→ EXERCISE OBJECTIVE
The required output is the exact sequence of lines from the line holding "Can you find the black skid" to the end of the records, inclusive.
========================
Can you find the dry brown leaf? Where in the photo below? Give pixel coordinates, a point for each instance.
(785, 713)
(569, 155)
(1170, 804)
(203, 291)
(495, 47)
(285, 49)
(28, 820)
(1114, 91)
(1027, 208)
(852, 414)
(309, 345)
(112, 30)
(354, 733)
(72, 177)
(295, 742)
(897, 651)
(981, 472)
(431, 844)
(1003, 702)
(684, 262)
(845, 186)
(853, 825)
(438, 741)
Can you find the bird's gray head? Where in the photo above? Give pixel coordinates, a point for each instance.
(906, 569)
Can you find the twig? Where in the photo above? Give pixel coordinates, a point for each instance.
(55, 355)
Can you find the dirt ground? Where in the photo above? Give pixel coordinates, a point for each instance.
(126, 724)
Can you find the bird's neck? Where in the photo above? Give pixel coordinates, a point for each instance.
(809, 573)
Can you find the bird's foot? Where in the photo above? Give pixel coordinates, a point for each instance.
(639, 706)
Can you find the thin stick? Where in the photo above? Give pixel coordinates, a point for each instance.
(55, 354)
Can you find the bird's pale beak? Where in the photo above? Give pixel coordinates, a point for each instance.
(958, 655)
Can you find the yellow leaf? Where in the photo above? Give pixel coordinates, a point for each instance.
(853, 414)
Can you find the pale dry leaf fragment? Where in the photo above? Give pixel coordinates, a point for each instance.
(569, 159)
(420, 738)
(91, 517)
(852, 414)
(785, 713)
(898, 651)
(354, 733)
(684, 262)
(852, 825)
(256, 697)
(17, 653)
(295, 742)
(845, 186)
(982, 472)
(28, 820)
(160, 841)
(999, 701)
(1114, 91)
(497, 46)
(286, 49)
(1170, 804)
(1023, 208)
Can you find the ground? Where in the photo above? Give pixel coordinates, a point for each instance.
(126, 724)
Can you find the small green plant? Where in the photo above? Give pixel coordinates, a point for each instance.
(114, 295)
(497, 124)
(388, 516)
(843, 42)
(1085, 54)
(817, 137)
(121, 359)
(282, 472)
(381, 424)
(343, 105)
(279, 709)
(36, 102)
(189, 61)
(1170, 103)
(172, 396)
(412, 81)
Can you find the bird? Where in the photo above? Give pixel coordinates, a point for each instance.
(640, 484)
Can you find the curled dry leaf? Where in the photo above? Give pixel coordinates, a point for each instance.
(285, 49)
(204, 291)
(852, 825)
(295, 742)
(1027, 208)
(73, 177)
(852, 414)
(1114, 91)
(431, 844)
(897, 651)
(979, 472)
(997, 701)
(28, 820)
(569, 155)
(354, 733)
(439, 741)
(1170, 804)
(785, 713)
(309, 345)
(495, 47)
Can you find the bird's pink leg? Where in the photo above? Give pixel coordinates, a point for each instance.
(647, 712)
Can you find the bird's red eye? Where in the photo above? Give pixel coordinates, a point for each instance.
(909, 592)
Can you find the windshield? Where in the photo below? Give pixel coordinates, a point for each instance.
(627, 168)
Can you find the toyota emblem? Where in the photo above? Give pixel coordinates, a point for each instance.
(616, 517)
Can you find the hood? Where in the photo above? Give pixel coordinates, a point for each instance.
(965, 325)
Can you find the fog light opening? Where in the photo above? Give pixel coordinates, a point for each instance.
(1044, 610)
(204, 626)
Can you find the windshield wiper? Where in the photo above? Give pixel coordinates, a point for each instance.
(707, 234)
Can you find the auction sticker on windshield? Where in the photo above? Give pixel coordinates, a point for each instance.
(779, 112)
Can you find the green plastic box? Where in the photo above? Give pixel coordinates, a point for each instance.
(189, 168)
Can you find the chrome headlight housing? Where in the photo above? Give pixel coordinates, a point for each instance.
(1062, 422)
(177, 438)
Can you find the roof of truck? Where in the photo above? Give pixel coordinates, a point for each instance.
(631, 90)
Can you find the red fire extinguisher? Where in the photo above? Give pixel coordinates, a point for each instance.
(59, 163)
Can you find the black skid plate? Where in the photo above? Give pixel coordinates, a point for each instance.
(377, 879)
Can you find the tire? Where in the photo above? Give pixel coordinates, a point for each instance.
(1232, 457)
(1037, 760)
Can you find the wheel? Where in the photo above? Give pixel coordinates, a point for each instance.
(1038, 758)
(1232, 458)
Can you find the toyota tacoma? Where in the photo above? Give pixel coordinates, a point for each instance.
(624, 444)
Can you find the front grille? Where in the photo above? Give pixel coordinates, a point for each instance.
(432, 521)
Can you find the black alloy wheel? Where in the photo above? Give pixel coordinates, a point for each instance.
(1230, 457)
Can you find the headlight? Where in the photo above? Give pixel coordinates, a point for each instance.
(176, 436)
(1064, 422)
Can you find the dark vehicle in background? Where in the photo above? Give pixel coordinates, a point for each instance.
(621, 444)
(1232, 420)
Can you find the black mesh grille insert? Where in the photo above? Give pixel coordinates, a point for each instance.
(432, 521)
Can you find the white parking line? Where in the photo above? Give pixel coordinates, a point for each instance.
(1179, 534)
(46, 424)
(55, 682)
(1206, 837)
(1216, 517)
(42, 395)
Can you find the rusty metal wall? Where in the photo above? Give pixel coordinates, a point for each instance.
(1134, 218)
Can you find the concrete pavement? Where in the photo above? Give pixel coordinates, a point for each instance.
========================
→ RESULT BELOW
Can you find the black skid plate? Where in the photo above? Give pixel coordinates, a point for each instance.
(377, 879)
Can you find the tire? Where in the photo above? Give pixel coordinates, a point for each instance.
(1232, 457)
(1037, 760)
Can you find the wheel? Where in the photo above? Give pixel coordinates, a point for each instance.
(1038, 758)
(1232, 458)
Can you find the toyota tacoma? Where in the photo above? Give pixel coordinates, a point for each instance.
(624, 444)
Can you find the front grille? Where in the photo above? Give pixel coordinates, a point for each instance.
(432, 521)
Can you find the black alloy wheel? Where in the photo above? Give pixel coordinates, a point for each instance.
(1230, 457)
Can you find the headlight? Where in the photo above? Give pixel coordinates, a point for each instance.
(176, 436)
(1064, 422)
Can you find the dark vehicle in background? Where in the photo above? Give pixel coordinates, a point for each instance.
(621, 444)
(1232, 420)
Can you find the black mesh grille insert? Where in the photo above? Give pixel coordinates, a point for each instance.
(432, 521)
Can you find the white parking line? Where in the photo above? Give pixel coordinates, a point for each instance.
(1179, 534)
(46, 424)
(55, 682)
(1206, 837)
(1216, 517)
(42, 395)
Can you find the rusty metal wall? Where in the photo above? Give pixel coordinates, a point for each instance.
(1134, 218)
Can you find the concrete pavement? Where in the photo above? Give pixel coordinates, a point for each instance.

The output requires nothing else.